• [ACTION ITEM]: Which lines of the listing below contain the word "matching"? Copy each of them.

• [AVAILABLE RECORDS]:

[Start of Attachment]

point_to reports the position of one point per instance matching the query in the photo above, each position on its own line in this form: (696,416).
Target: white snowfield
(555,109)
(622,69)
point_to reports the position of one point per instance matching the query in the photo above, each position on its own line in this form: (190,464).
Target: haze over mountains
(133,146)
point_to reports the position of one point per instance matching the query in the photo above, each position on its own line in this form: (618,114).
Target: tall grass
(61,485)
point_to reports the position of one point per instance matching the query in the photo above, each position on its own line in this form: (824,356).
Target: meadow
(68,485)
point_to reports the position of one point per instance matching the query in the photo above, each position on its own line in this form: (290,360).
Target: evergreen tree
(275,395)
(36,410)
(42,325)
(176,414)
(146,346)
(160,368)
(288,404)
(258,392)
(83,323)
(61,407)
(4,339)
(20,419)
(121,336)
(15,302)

[End of Attachment]
[Start of Attachment]

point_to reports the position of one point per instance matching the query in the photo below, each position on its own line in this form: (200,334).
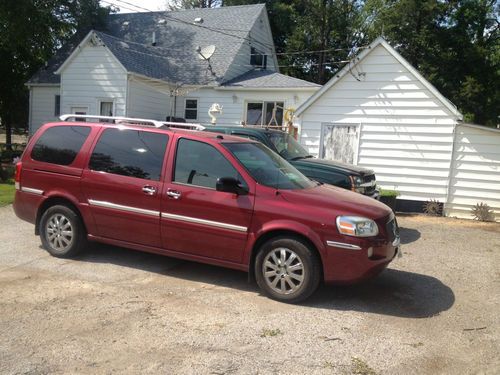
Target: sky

[End of Attachment]

• [RESPONSE]:
point_to reports the position of one point per instance matching the query in the photo above, each position on its own line in this form: (696,416).
point_to reports the position of one point per instance matching the query in the photo above, each position on its own line in this form: (190,464).
point_to reports the position of one point per instance matching the query in the photo above, each position on its own line in this form: (618,114).
point_to reports the position of one point per instance matching the query in the photo above, each position on its own line in this form: (824,356).
point_to reports the position of one point per instance matching the query in the photo above, each position on its own line in this form: (290,360).
point_to reports the position of one point per instance matching the query in the photo below, each position on its own line in this form: (200,334).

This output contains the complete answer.